Objective: Render the records below as a numbered list, leaving out any blank lines.

--- Begin Data in this exercise ---

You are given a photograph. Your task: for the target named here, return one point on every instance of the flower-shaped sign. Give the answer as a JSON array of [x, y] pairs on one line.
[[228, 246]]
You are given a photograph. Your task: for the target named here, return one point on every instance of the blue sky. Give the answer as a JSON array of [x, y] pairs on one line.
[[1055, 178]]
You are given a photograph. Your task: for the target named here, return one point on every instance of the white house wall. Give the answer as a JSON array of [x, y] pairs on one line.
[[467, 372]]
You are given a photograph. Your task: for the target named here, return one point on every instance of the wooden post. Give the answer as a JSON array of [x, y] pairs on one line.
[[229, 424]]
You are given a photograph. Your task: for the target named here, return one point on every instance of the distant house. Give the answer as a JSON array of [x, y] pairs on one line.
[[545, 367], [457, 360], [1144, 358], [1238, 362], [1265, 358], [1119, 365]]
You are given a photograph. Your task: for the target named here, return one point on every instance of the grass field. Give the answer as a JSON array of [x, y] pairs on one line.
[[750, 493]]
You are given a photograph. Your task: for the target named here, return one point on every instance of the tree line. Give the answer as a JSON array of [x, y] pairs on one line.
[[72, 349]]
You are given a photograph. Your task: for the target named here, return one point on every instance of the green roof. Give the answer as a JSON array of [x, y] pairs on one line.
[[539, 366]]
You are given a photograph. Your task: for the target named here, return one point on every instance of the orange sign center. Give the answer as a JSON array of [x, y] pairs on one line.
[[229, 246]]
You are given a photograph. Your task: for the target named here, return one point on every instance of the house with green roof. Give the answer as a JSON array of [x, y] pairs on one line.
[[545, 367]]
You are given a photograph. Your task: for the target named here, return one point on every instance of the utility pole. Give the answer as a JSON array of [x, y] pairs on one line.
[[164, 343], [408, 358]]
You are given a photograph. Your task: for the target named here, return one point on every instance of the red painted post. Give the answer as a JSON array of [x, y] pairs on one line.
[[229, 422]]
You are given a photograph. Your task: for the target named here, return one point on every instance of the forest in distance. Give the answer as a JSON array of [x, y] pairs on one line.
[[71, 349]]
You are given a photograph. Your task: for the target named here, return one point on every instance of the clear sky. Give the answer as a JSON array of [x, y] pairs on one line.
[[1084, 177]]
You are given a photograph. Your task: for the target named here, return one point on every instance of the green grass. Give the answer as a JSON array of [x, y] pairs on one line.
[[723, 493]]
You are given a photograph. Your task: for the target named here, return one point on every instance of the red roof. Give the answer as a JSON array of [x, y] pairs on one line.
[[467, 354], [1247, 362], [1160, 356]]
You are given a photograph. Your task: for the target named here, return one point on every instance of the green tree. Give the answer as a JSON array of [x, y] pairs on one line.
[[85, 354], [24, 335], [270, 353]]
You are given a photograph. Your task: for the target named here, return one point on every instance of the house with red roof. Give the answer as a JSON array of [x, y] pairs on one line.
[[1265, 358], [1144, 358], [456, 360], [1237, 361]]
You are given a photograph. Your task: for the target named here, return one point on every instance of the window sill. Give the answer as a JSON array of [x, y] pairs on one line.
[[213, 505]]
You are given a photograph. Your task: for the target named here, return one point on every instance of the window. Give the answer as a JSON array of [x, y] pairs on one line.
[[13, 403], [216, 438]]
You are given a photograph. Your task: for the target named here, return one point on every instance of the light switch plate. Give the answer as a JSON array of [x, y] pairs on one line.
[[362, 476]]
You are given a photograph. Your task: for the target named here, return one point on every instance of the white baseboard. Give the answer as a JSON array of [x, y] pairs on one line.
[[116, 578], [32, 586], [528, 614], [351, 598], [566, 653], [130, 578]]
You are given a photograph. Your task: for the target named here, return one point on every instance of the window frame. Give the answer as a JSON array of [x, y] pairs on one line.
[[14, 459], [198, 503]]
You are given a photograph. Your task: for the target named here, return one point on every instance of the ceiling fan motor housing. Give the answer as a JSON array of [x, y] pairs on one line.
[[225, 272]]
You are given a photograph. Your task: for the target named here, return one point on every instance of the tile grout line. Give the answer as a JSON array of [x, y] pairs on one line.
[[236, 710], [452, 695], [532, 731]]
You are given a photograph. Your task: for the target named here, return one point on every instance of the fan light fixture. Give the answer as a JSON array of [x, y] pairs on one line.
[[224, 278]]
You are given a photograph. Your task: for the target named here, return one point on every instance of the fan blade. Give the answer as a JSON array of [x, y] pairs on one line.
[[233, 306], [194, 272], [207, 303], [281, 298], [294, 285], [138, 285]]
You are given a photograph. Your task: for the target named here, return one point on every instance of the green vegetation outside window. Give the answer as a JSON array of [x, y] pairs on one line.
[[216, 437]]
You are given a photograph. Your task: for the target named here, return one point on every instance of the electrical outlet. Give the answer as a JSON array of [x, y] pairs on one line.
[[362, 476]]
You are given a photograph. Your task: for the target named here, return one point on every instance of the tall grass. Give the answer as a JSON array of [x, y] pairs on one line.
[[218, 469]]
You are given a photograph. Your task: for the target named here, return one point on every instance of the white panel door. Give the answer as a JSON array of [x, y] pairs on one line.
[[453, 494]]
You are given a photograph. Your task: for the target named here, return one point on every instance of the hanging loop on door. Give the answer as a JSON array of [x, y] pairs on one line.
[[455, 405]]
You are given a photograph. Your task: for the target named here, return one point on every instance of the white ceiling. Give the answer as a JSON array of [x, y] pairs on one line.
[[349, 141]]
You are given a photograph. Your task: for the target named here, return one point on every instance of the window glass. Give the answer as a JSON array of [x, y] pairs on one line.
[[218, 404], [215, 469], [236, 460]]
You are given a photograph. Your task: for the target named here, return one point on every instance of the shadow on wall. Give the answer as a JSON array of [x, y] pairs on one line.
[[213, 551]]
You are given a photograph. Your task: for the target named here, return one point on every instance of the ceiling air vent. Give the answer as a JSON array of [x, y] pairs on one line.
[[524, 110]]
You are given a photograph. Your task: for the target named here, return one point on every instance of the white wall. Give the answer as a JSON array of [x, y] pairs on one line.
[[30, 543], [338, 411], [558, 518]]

--- End Data in this exercise ---

Full output:
1. You are given a photograph. Your task: for the target named here, return one point on every instance of the flower-shaped sign. Give the answer as a JSON array of [x, y] pairs on one line.
2. [[228, 246]]
3. You are given a photograph. Your task: for the target named here, return one point on every instance of the blue sky. Give the answer as a JSON array of [x, y] pairs on one line.
4. [[1055, 178]]
5. You are given a photograph. Your task: for the target named here, return one point on every instance of the white house wall. Give the answer as a JSON array of [x, y] pairs on one line.
6. [[467, 372]]
7. You are given a photograph. Your task: for the target named here, return one point on every instance of the wooden post. Give the answer as a JSON array of [x, y] pairs on one line.
8. [[229, 424]]
9. You are given a photograph. Your task: for the target named here, return one point on every instance of the distant house. Give the answer as a JSON array of [x, y] pairs on one line.
10. [[545, 367], [457, 360], [1144, 358], [1238, 362], [1265, 358], [1119, 365]]
11. You are given a photograph. Your task: for the target named here, return one point on every instance of the grass field. Give the answer as a JSON array of [x, y] pairs on one line.
12. [[750, 493]]
13. You are given a photograph. Your task: for the target named here, return one point on every instance of the tree line. Give the answer as a JSON array of [x, y] pairs on one line.
14. [[72, 349]]
15. You are given a photograph. Your task: for the target named here, return one point on every instance of the green roof. Give the answer as a JSON array of [x, y] pairs on one line.
16. [[539, 366]]
17. You are given a photograph. Your task: for the target named here, return one point on every instance of the orange sign center. Give the answer as a JSON array of [x, y] pairs on one line.
18. [[229, 246]]
19. You are given a photograph. Your task: for the target named here, return one point on every instance of the house with green roof. Give the answer as a JSON array of [x, y] pairs on one line.
20. [[545, 367]]
21. You are given a photograph. Your task: for the target named here, return one point on every instance of the utility pole. Give the answer as a JSON array of [x, y] pairs on one line.
22. [[164, 343], [408, 358]]
23. You are given a photograph. Your task: for the target named here, return one point on every instance of the red painted post. Give the answer as a JSON array of [x, y] pairs on one line.
24. [[229, 422]]
25. You are given a photograph. Your task: for the target named here, return one point on every instance of the forest in distance. Give the answer as a JSON array of [x, y] pairs on one line.
26. [[71, 349]]
27. You are given a photograph. Your task: for the target named here, return one point on every instance of the clear sky. Give the answer as a JSON array of [x, y] pairs on one line.
28. [[1084, 177]]
29. You are given a photograph. Your task: for the target named here, return one point on every instance of the green grass. Give the answer as a JSON array of [x, y] pairs on one line.
30. [[723, 493]]
31. You are given a photograph. Your task: for the target named here, return one point on every instance of the red roof. Give the answer as a JSON array of [x, y] pairs on one line.
32. [[467, 354], [1247, 362], [1160, 356]]
33. You are given a photograph. Your task: for the target named here, return one point on every instance of the green tree. Give the answer as a JSON array of [x, y] pairs on one line.
34. [[85, 354], [24, 335], [270, 353]]
35. You are given a photograph. Your task: for the target named here, return one point on every instance of the house with red roof. Give the answer as a JSON array of [x, y] pairs on one line.
36. [[1265, 358], [1144, 358], [456, 360], [1237, 361]]
37. You are given a photograph. Your task: for the target named here, return one point on every instance of the window sill. Give the answer as a JSON array of [x, y] pairs on one line.
38. [[213, 505]]
39. You are given a photograph. Your task: for the target named here, return one point on every instance of the window. Give the answer as a JSON array of [x, y] pairs on one line.
40. [[13, 403], [216, 438]]
41. You are given a photograph. Your task: for the target named here, return one point on every instance of the light switch plate. Give the answer as a JSON array of [x, y] pairs on one line.
42. [[362, 476]]
43. You are given a photograph. Your task: for the target named here, return one point on every instance of the white baseboard. Give the answer as a JSON array of [x, y] pairs on one line.
44. [[116, 578], [32, 586], [528, 614], [351, 598], [566, 653], [130, 578]]
45. You are given a photograph. Your task: for the target named here, return one point on every instance of the window frame. Give the answer as a JSON array of [x, y] pairs on one line.
46. [[14, 459], [198, 503]]
47. You are given a photograph. Your task: for the target named here, return one point on every instance of the ceiling fan motor housing. Give the answer as a JSON array of [x, y] pairs on one line.
48. [[225, 272]]
49. You are given a photograph. Your task: for the target named here, return one point on every instance of the tile grout line. Give the answer as a JSON array of [x, y] pairs on one line.
50. [[236, 710], [452, 695], [532, 731]]
51. You are given a photograph. Your task: for the target named here, return one point on every instance of the fan light fixture. Give the answer as a JSON array of [x, y] pairs on one line.
52. [[224, 278]]
53. You are given a photograph. Your task: for the target named here, return one point on every instance of the fan blade. Give the answer as a JSON array of [x, y] pairs on one line.
54. [[233, 306], [194, 272], [207, 303], [281, 298], [294, 285], [138, 285]]
55. You are given a photograph. Your task: for the target named here, return one point on every instance of the green vegetation outside window. Give the answer as a JSON array of [x, y] pairs on one line.
56. [[216, 437]]
57. You are given a photograph. Your task: for the target named here, return one point on every instance of the electrical outlet. Give the answer as a JSON array of [x, y] pairs on one line.
58. [[362, 476]]
59. You are given a photograph. Your task: for the target named here, return one point on every instance of the tall grass. Give the answer as a JSON array of [x, y] pairs on one line.
60. [[218, 469]]
61. You are given a photograph. Your task: for the target named here, return one point on every instance of the white panel door. Give the answer as a JSON array of [x, y] pairs on one line.
62. [[453, 494]]
63. You are given a photograph. Your task: for the target named here, return one point on every instance of the hanging loop on door. Give the answer as a JSON array of [x, y] pairs on one line.
64. [[455, 405]]
65. You are given a photograph. Your task: for the target named here, return one point on every instance of the white ceiling. Give the answer as a JSON array of [x, y] pairs on one line.
66. [[349, 141]]
67. You are given a photograph. Your task: for the target named here, return one point on every instance of the window glass. Give the answer as a JSON array of [x, y] pairs on one line.
68. [[218, 404], [215, 469], [236, 460]]
69. You are given a photograph. Your task: for the target named here, return one point on every instance of the shadow on wall. Give the answer as a JSON array of [x, y] pairs on one line.
70. [[213, 551]]
71. You are given a photograph. Your task: for the target named here, return one point on every instance of the ceiling air vent. Give the answer as a JSON array of [x, y] pairs on one line.
72. [[524, 110]]
73. You are given a photograph. Your task: for the target named here, return one point on every instance of the white wall. Give the answer as a JSON array of [x, y] pairs on one line.
74. [[30, 543], [338, 411], [558, 518]]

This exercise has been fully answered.